> [WORK TO BE COMPLETED]: Select every line in the data below that contains the string "tower".

> [ENTRIES SUPPLIED]:
** BEGIN **

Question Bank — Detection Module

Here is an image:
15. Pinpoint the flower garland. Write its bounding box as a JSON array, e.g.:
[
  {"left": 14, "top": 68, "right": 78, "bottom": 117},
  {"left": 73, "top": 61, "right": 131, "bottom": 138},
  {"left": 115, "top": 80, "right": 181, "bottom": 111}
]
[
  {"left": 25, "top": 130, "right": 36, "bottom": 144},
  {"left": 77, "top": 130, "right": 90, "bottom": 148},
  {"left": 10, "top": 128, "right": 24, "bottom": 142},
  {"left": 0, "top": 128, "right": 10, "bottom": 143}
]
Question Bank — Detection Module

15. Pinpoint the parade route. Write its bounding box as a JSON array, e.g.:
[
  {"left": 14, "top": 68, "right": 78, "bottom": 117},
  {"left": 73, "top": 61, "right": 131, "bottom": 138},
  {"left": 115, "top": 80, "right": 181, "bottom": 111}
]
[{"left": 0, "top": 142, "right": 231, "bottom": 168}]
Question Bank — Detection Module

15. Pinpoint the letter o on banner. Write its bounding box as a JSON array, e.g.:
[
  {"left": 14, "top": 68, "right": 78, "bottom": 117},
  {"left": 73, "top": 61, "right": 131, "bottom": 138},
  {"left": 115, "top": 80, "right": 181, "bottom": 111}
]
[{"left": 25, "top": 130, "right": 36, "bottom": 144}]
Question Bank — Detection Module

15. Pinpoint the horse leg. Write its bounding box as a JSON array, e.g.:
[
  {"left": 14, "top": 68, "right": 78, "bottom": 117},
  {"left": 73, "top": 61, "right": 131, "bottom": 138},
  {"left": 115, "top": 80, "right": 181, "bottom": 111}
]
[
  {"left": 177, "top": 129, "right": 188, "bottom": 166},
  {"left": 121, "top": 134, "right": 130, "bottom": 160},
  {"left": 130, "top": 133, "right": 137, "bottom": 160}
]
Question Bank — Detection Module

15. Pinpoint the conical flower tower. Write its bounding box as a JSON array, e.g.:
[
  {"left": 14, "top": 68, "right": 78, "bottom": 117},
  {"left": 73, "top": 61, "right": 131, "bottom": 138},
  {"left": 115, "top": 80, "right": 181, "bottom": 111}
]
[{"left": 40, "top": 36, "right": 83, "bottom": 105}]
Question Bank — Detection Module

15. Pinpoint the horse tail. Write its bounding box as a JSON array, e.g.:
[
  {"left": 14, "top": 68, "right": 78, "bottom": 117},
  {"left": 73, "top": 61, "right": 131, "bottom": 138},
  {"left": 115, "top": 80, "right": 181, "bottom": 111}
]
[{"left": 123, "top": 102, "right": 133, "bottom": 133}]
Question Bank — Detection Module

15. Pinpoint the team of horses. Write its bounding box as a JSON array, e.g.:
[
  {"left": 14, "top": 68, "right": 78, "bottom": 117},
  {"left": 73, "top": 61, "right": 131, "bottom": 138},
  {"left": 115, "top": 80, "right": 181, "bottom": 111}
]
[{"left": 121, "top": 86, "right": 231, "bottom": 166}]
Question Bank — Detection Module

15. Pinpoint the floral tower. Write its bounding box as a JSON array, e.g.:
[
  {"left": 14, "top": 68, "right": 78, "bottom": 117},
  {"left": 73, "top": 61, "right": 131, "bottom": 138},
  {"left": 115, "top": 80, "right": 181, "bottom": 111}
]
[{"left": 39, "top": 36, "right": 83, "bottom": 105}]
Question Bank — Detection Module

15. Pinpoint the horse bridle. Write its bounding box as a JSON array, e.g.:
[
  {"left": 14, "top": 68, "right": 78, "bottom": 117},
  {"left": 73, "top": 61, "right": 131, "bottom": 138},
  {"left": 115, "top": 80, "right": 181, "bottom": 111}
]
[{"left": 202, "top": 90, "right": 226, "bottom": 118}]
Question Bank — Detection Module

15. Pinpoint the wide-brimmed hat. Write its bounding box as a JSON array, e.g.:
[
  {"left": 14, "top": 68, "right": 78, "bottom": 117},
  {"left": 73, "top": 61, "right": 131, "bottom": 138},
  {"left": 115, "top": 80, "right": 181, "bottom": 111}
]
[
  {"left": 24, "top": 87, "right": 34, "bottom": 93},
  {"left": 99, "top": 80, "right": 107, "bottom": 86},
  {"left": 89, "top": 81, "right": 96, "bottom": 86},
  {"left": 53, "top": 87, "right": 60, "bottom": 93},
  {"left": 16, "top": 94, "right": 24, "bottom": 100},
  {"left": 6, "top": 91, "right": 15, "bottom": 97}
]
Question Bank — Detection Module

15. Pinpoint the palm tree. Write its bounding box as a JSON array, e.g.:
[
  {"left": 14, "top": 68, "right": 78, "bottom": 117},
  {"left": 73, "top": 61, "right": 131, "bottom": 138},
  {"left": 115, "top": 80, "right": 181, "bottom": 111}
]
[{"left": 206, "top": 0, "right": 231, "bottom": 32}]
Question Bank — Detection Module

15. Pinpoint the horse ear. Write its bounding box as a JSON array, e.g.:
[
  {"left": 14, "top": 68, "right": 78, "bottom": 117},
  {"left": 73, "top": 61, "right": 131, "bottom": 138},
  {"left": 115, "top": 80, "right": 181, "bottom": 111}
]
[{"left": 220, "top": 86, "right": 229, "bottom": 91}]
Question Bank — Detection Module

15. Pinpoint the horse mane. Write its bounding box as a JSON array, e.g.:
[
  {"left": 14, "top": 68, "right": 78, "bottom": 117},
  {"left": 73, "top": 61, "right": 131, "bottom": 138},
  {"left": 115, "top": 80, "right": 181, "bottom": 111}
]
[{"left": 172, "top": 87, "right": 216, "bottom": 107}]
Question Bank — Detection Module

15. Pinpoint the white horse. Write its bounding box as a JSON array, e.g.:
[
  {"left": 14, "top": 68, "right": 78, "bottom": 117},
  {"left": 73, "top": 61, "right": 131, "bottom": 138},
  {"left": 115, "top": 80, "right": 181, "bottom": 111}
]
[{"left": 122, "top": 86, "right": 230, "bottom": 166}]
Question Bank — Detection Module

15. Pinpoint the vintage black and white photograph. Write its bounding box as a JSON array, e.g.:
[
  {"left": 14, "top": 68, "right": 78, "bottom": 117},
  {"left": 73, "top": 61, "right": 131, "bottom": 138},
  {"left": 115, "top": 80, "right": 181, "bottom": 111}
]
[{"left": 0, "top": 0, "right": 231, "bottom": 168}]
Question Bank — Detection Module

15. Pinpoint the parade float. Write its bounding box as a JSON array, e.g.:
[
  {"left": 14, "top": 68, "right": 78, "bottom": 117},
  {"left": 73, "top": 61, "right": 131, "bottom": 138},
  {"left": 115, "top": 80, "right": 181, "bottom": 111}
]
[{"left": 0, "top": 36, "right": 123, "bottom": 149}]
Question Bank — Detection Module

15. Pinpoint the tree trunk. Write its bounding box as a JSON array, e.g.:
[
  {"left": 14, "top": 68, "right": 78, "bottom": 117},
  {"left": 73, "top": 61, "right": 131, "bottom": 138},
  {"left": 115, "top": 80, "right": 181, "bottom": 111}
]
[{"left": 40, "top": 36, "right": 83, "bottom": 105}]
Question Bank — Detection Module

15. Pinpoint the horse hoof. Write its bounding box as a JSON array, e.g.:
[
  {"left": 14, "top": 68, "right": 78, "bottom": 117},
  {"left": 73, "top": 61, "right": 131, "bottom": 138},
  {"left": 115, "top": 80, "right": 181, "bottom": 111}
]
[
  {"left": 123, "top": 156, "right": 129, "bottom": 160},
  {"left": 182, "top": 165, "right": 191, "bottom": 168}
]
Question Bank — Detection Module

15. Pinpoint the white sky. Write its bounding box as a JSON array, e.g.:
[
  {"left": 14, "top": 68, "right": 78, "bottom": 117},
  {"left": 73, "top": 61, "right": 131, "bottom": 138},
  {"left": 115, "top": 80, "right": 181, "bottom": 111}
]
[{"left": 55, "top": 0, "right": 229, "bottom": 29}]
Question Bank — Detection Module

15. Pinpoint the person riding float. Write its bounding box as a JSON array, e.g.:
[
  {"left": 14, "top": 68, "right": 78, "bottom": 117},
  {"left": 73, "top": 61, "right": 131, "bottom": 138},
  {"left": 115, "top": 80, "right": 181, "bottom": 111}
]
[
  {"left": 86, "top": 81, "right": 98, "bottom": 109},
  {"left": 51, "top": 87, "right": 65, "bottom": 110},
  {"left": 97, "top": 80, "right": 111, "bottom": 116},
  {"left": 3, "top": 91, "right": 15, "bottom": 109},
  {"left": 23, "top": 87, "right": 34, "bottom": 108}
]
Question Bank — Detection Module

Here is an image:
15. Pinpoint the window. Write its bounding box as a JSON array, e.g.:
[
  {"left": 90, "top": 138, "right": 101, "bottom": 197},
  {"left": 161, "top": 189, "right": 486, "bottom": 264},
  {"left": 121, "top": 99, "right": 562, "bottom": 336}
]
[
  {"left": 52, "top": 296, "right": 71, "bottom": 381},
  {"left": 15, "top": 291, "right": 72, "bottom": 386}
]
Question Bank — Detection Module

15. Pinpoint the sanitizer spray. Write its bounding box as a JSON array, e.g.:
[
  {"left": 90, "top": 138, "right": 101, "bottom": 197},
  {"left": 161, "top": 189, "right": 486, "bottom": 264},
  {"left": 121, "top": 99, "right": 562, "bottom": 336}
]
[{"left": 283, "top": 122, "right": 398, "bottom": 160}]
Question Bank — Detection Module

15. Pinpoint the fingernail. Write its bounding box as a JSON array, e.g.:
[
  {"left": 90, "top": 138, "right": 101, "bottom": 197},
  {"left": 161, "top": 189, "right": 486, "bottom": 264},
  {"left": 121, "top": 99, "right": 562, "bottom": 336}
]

** END **

> [THE SOLUTION]:
15. Pinpoint the conical flower tower. Write its bounding box as a JSON array, e.g.:
15. Pinpoint the floral tower. Write its bounding box as a JSON array, e.g.:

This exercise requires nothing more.